Pode prosseguir o texto sobre decrescimento e PIB a partir da última frase apresentada?

● **SEGMENTO DE TEXTO**:
......

2. Decrescimento não é redução do PIB; é sobre recursos e energia
Este é o primeiro erro de Milanovic. Decrescimento não é redução do PIB. Em vez disso, trata-se de reduzir o excesso de recursos e produção de energia, ao mesmo tempo em que melhora o bem-estar humano e os resultados sociais; a literatura é bastante clara sobre isso. Do ponto de vista da ecologia, isso é o que importa.

Neste momento, o uso global de recursos é de cerca de 100 biliões de toneladas por ano; aproximadamente o dobro do que os cientistas consideram ser um nível sustentável. Este é um dos principais impulsionadores da degradação ecológica e da perda de biodiversidade. O uso global de energia também é muito alto. O IPCC deixa claro que precisamos reduzir significativamente o uso global de energia (de 400 EJ hoje para cerca de 240 EJ até 2050) para permitir a transição para energias renováveis ​​com rapidez suficiente para ficar abaixo de 1,5°C ou 2°C (Grubler et al 2018; IPCC 2018).

Crucialmente, o uso excessivo de recursos e energia está sendo conduzido por nações ricas, não por nações pobres. Assim, as nações ricas precisam reduzir o seu uso de recursos e energia. Aceitamos que a redução do rendimento agregado de recursos e energia provavelmente levará a uma taxa mais lenta de crescimento do PIB, ou talvez até mesmo a uma redução do PIB; tudo depende da taxa de eficiência. Mas mesmo que o PIB acabe caindo, tudo bem, como veremos. E isso me leva ao próximo ponto:

3. Quando se trata de bem-estar humano, contar o PIB é irrelevante
O segundo erro de Milanovic é que ele assume uma relação de um para um entre o PIB e o bem-estar humano. Quando você parte dessa suposição, é provável que conclua (como faz Milanovic) que estamos numa situação de escassez: claramente não há o suficiente para que todos vivam bem e precisamos de mais (apesar do ponto 1). Mas esse raciocínio é problemático porque o PIB não é, e nunca teve a intenção de ser, uma medida substituta do bem-estar humano. Em vez disso, é uma medida do valor monetário das mercadorias que produzimos e trocamos por dinheiro. Sem surpresa, não há relação causal entre o PIB e os resultados sociais. Usá-lo para esse fim não é científico.

......

● **DADOS ARMAZENADOS**:
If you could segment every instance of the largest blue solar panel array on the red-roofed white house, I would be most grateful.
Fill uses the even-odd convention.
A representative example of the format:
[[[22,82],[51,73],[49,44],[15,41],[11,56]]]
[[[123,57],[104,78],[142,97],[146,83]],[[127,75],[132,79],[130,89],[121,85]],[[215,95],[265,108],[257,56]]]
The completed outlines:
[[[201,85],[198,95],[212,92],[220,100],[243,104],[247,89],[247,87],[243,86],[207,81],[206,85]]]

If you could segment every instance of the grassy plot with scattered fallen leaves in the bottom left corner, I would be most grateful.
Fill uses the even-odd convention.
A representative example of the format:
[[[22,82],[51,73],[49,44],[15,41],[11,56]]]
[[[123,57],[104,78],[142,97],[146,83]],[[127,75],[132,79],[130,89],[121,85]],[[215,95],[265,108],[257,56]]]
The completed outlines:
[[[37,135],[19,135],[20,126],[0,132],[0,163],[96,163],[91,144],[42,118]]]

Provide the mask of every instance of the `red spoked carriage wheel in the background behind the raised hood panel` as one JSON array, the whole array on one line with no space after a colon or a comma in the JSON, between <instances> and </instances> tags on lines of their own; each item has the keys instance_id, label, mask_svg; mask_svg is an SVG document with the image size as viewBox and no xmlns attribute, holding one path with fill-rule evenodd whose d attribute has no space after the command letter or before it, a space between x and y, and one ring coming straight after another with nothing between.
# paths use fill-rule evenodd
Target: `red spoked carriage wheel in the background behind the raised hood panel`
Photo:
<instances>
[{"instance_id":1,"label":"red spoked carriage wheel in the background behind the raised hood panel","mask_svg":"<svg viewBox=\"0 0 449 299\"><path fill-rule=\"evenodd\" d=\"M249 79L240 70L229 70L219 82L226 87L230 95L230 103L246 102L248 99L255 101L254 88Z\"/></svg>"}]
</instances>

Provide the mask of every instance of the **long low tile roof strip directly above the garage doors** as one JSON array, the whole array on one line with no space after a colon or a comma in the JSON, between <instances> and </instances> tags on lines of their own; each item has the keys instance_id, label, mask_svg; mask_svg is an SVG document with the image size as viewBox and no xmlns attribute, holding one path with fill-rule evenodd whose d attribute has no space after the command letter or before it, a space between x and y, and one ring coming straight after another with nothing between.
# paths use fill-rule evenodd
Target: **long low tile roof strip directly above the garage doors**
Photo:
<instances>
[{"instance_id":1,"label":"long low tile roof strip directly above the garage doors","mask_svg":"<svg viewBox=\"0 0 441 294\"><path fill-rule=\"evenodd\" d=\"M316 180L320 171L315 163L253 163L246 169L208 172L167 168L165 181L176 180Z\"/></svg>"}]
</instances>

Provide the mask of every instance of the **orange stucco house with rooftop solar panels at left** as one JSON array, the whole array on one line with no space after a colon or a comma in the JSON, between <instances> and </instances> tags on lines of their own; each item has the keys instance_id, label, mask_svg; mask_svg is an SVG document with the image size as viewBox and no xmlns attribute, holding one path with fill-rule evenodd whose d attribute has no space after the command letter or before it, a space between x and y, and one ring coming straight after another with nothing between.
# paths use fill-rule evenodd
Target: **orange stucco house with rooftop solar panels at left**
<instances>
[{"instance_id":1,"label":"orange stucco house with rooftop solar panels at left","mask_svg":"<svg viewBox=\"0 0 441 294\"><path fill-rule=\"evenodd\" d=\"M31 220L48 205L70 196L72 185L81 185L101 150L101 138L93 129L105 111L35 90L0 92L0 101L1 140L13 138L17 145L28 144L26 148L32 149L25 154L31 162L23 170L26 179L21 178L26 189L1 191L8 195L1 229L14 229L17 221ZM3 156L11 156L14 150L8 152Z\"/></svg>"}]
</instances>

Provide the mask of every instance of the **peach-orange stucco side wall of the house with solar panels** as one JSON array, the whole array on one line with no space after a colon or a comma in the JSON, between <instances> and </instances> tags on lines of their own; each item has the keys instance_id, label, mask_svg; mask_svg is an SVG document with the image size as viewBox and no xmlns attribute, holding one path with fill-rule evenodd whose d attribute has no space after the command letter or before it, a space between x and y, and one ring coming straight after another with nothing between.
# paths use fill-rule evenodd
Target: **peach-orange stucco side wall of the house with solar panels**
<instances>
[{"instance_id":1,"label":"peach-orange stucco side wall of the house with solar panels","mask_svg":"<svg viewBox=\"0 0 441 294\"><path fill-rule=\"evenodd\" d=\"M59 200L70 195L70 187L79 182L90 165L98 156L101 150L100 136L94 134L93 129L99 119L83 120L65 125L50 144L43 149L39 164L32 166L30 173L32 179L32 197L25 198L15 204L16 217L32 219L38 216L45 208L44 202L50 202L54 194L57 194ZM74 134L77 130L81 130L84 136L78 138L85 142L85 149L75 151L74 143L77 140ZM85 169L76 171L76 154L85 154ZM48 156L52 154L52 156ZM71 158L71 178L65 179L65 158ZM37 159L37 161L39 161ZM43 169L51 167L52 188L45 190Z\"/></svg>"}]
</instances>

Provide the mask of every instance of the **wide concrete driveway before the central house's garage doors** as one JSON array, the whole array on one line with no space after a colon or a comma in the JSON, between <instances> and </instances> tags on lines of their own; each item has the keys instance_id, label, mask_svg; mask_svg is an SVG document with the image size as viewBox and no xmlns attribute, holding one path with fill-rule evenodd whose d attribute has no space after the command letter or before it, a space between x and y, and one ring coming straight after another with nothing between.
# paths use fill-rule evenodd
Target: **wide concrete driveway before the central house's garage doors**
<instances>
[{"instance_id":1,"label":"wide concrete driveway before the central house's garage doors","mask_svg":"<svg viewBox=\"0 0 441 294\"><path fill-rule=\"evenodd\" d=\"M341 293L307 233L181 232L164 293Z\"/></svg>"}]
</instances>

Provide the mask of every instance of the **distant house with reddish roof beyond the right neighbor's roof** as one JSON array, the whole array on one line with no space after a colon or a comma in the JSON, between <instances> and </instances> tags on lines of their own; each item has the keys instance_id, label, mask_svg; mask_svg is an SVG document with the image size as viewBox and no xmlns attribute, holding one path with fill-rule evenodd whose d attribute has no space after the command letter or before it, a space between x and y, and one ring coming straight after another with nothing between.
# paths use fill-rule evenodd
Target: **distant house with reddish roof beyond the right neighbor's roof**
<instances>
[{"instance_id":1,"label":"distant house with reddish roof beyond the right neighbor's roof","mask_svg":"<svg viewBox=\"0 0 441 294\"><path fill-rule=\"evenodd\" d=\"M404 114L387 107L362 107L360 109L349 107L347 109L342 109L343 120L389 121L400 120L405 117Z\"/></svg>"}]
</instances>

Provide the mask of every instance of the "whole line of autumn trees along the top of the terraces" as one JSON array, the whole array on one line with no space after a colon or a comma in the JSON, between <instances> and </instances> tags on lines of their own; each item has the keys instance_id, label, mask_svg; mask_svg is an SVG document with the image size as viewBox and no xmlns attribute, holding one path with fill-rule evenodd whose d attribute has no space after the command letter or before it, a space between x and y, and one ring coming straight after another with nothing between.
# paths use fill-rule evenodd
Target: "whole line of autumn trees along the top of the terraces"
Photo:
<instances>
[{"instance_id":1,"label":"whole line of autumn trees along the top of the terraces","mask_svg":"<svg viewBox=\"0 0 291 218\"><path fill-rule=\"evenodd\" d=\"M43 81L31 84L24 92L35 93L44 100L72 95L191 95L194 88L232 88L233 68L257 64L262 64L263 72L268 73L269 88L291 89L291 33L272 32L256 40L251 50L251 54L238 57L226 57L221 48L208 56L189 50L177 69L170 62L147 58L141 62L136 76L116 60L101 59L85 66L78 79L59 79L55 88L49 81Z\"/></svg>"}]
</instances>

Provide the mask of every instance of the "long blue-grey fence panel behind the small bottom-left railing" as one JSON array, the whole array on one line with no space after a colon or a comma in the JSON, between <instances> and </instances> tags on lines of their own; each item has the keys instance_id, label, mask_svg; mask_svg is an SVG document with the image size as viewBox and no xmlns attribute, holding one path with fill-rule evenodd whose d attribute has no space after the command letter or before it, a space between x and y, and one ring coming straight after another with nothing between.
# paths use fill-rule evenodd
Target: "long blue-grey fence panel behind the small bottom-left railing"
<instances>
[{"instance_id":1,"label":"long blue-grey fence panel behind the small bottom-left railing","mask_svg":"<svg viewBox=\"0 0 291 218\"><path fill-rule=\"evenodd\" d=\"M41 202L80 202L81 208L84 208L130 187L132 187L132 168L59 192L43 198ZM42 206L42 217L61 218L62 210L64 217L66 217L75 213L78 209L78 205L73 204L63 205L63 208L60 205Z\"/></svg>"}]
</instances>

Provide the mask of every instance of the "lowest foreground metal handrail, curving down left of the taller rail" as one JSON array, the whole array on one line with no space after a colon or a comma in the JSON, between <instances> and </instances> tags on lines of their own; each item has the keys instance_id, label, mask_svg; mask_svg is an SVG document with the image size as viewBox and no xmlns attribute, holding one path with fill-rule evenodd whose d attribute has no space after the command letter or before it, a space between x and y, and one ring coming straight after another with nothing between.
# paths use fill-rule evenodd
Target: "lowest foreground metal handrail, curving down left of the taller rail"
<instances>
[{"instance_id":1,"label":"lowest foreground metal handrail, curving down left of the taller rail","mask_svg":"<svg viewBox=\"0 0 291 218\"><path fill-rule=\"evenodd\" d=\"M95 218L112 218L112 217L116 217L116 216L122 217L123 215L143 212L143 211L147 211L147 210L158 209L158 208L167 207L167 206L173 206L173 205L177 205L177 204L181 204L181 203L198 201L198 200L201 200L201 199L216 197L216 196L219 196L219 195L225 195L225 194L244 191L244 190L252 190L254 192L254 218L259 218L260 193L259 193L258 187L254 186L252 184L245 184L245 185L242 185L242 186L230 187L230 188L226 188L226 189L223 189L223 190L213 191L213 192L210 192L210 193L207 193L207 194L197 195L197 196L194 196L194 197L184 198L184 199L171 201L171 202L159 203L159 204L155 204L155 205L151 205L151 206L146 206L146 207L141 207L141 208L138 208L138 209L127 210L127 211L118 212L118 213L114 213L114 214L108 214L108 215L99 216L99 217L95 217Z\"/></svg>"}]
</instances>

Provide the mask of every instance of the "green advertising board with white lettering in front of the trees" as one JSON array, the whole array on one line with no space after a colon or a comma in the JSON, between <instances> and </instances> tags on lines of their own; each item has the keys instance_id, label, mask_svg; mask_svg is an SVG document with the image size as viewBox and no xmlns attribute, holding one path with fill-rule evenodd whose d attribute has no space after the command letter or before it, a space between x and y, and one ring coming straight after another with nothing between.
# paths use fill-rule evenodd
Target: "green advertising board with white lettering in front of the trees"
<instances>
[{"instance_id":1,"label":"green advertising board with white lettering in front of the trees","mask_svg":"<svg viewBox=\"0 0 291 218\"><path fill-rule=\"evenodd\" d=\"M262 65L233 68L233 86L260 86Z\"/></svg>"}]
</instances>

......

● **RESULTADO DO EXERCÍCIO**:
O que realmente importa para o bem-estar humano é o abastecimento – em outras palavras, o acesso das pessoas aos recursos de que precisam para viver vidas longas, saudáveis ​​e prósperas. A razão pela qual o PIB é uma métrica inadequada aqui é porque ele contabiliza apenas uma fatia muito estreita da atividade econômica; especificamente, o que tem a ver com o valor de troca da mercadoria. Não contabiliza todas as formas de aprovisionamento; na verdade, muito do provisionamento do qual dependemos é totalmente ignorado e irrelevante para o PIB. Milanovic sabe disso .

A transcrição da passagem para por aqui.